**AANGELEVERDE RIJEN**:
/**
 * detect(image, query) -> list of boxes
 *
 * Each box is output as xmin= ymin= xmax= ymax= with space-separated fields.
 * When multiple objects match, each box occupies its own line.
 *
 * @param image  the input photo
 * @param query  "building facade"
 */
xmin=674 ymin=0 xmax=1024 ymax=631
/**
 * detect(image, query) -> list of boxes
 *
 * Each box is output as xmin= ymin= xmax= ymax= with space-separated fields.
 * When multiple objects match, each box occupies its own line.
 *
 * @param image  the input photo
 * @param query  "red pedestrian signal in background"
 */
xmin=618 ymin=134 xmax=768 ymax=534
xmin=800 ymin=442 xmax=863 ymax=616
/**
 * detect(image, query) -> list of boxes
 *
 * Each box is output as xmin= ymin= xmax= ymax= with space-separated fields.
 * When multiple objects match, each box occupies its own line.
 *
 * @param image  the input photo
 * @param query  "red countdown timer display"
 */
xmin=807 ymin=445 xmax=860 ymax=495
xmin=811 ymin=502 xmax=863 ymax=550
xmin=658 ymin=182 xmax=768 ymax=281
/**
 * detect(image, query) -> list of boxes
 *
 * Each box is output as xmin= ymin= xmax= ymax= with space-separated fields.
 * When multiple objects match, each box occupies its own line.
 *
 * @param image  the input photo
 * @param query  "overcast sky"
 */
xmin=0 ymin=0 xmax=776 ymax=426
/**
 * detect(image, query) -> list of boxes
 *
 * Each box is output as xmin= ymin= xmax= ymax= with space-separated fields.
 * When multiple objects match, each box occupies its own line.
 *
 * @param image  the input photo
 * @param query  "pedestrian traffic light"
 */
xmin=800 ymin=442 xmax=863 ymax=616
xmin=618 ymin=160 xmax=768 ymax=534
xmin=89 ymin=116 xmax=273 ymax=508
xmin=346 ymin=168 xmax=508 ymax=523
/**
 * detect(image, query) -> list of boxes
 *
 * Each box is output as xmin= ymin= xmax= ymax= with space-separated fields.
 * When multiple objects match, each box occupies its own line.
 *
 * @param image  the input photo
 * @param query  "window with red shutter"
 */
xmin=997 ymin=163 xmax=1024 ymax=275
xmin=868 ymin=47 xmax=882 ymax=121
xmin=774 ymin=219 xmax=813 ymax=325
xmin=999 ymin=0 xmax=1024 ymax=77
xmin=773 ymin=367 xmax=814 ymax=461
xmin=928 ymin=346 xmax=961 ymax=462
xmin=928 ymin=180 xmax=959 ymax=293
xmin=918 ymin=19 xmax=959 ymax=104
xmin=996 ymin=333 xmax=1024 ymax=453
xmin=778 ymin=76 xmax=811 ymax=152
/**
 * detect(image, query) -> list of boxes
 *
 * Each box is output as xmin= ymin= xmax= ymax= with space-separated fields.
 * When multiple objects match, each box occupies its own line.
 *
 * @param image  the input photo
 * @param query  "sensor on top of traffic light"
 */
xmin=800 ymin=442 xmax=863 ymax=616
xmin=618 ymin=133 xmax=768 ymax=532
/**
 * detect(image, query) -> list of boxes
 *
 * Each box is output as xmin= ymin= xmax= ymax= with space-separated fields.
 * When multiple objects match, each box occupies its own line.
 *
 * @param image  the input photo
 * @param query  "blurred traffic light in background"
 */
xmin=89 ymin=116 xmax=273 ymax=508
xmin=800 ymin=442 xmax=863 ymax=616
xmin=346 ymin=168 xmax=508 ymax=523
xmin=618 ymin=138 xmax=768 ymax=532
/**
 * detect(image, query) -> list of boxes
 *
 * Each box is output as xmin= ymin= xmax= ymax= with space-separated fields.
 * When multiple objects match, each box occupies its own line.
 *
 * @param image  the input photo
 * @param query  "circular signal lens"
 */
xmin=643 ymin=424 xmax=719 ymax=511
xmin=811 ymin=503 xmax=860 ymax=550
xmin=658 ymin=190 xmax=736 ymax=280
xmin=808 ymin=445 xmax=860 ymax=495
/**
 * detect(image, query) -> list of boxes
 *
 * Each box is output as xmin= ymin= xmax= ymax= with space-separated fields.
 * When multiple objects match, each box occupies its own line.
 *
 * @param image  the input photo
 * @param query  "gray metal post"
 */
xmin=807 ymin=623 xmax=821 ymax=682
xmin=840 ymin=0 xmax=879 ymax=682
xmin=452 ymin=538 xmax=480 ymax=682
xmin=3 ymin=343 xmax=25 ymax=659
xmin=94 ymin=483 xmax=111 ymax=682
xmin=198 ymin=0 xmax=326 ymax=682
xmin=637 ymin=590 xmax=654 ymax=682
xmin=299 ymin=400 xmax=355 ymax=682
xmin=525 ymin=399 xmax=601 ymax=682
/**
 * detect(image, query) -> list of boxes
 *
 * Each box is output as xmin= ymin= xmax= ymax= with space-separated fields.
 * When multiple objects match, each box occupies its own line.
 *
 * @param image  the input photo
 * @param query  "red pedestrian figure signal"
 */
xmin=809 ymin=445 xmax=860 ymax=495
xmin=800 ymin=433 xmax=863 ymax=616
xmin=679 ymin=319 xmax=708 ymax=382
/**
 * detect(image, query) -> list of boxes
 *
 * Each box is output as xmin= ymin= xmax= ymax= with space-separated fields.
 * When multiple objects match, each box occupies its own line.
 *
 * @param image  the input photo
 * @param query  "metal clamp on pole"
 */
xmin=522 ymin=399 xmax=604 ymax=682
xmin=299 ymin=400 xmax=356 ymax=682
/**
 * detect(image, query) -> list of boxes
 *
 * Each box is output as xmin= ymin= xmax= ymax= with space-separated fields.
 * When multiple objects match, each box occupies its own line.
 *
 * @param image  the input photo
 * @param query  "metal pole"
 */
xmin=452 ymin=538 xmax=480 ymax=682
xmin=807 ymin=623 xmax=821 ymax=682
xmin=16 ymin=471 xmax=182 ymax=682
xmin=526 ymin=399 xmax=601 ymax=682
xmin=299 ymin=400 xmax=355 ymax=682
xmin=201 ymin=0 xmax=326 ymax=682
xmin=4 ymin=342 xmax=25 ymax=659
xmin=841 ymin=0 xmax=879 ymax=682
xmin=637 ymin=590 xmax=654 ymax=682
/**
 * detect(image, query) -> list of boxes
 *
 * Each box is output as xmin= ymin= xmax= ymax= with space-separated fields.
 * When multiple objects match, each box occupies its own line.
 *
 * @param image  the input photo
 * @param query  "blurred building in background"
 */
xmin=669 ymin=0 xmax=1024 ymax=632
---
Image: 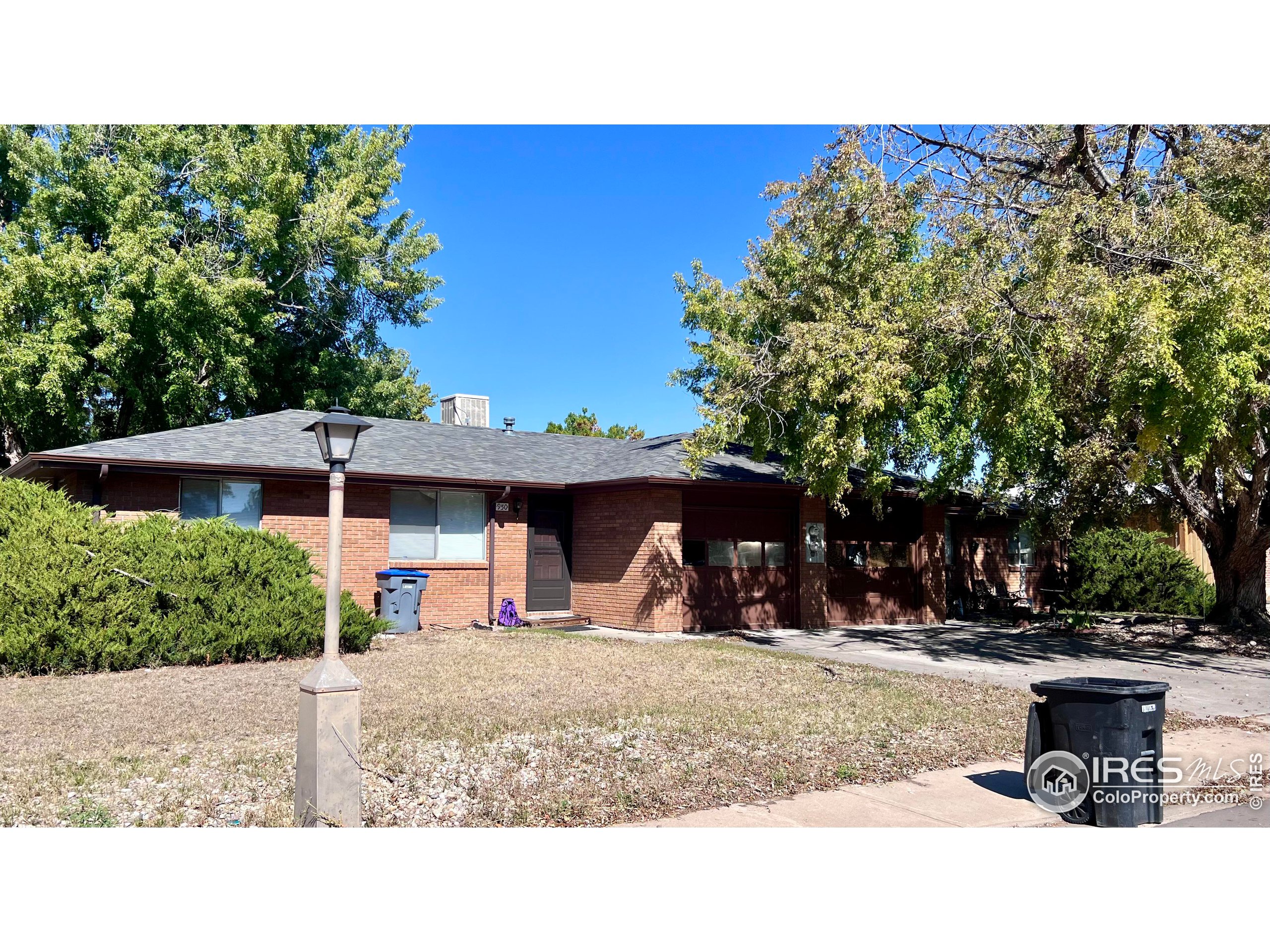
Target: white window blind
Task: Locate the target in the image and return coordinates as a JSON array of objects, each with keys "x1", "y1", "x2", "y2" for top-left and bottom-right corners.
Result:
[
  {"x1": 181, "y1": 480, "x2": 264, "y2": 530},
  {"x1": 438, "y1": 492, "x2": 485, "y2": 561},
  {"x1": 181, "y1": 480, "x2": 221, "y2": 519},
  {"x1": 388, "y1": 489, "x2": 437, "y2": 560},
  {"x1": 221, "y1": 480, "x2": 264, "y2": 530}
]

**OPDRACHTDOEL**: Extraheer uit de rijen hierboven elke regel waarin de tekenreeks "signal" voorkomt. Het onderscheid tussen hoofdletters en kleine letters is daarbij van belang.

**UITGEWERKTE OPLOSSING**:
 * @param query  "red pedestrian signal in background"
 * @param query  "circular signal lens"
 * @param query  "red pedestrian figure signal"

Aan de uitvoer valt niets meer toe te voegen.